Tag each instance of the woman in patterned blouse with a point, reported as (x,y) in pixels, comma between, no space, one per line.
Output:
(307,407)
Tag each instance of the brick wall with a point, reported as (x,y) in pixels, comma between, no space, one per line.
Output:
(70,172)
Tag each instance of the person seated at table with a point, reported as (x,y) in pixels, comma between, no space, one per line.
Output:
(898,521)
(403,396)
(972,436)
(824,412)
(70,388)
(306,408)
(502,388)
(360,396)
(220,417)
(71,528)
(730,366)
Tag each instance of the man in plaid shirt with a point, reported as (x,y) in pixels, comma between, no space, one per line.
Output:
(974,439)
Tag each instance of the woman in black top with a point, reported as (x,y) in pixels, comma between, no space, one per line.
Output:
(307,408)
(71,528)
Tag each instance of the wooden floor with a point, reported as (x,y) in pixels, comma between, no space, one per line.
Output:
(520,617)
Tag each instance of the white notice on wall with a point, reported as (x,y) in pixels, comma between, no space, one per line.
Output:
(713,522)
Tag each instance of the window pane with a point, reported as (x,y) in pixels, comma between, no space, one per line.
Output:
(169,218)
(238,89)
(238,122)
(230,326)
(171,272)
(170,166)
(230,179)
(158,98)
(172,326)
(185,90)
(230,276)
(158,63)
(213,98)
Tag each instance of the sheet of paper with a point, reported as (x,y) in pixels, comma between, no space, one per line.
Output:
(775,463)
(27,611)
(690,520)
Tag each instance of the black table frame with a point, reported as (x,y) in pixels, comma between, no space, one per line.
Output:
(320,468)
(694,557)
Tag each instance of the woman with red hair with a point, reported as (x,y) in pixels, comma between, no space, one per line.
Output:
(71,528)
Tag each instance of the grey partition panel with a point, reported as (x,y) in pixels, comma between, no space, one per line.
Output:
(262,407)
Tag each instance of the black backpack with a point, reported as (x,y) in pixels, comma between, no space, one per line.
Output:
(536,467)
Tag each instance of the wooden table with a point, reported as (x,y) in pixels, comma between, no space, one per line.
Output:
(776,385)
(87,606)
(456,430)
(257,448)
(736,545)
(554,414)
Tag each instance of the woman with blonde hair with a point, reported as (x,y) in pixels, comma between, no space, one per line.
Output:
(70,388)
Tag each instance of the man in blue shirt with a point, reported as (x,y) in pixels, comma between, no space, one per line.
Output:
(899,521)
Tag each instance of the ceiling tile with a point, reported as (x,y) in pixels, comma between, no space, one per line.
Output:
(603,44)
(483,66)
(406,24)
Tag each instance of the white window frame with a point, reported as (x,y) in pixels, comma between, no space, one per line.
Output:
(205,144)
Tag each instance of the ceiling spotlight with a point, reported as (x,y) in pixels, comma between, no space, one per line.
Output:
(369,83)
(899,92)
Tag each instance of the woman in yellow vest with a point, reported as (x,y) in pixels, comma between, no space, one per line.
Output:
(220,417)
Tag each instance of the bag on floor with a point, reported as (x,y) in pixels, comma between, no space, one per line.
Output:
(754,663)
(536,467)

+--

• [Task statement]
Retype all of the material above word for word, without changing a single character.

• [Answer for the task]
Tag each instance of the woman in patterned blouse with a point, reported as (x,y) in pixels, comma between, no space, one per line.
Output:
(307,407)
Tag each instance of the brick wall with a point, reported as (x,y) in pixels, comma between, no space, one per line.
Output:
(70,172)
Tag each instance of the person seated at table with a point, reported as (x,y) in pixels, comma between, no space, one per line.
Output:
(898,521)
(403,396)
(972,436)
(824,412)
(70,388)
(306,408)
(502,388)
(360,396)
(220,417)
(71,528)
(730,366)
Tag each instance of the man in plaid shirt with a point, reported as (x,y) in pixels, comma between, no space, one per line.
Output:
(974,439)
Tag each instance of the woman in black top with a point, reported as (x,y) in pixels, comma between, no space, one per line.
Output:
(307,408)
(71,528)
Tag each instance of the wooden floor with a point, reported as (x,y) in pixels, comma between, no space, one per line.
Output:
(520,617)
Tag each instance of the white notice on wall with a point, reported as (x,y) in pixels, comma between, no space, one per line.
Output:
(713,522)
Tag each instance of the window pane with a point, reported as (x,y) in pixels, comma between, no space, one per line.
Output:
(169,218)
(238,89)
(238,122)
(230,326)
(171,272)
(170,166)
(230,179)
(158,98)
(172,326)
(185,90)
(230,276)
(158,63)
(213,98)
Tag each instance of the sheet of paper with a point, reported as (x,y) in pixels, comma between, no space, one per line.
Output:
(775,463)
(27,611)
(690,520)
Tag each instance of the black table frame with a point, reported as (x,y) in pixels, comma between, no space, one per line.
Output:
(320,468)
(694,557)
Tag each instance of the woman with red hair with a point, reported as (x,y) in pixels, comma between, no space, one per line.
Output:
(71,528)
Tag each instance of the grey partition panel with a point, reported as (x,y) in pixels, comma between, no space, one per line.
Output:
(262,407)
Tag each instance of the black backpack with a point, reported as (x,y) in pixels, comma between, no space, one per line.
Output:
(536,467)
Tag each instance of the wooden table with a point, reported as (x,y) in pixels, comma between, no space, one per line.
Output:
(776,385)
(87,606)
(456,430)
(257,448)
(736,545)
(554,414)
Tag each instance of the woman with blonde hair with a point, reported as (x,y) in pixels, comma between, no space, one per line.
Output:
(70,388)
Tag each instance of the man in blue shirt with a point, reported as (x,y) in pixels, comma between, no space, one per line.
Output:
(899,521)
Tag each instance of the ceiling tile with a point, reported as (x,y) in pixels, comma between, no space, one per line.
Output:
(603,44)
(483,66)
(406,24)
Tag each instance of the white window frame with a point, reported as (x,y) in pixels, comma between, no space, one per line.
Output:
(205,144)
Tag each instance of the ceiling spotlight with a point, reported as (x,y) in pixels, comma between, no space, one per line.
Output:
(369,83)
(899,92)
Tag each instance of the woman in yellow vest with a point, reported as (x,y) in pixels, comma between, no space, one per line.
Output:
(220,417)
Tag each instance of the bag on floor with a point, reported as (x,y) in pixels, comma between, no space, one per line.
Output:
(754,663)
(536,467)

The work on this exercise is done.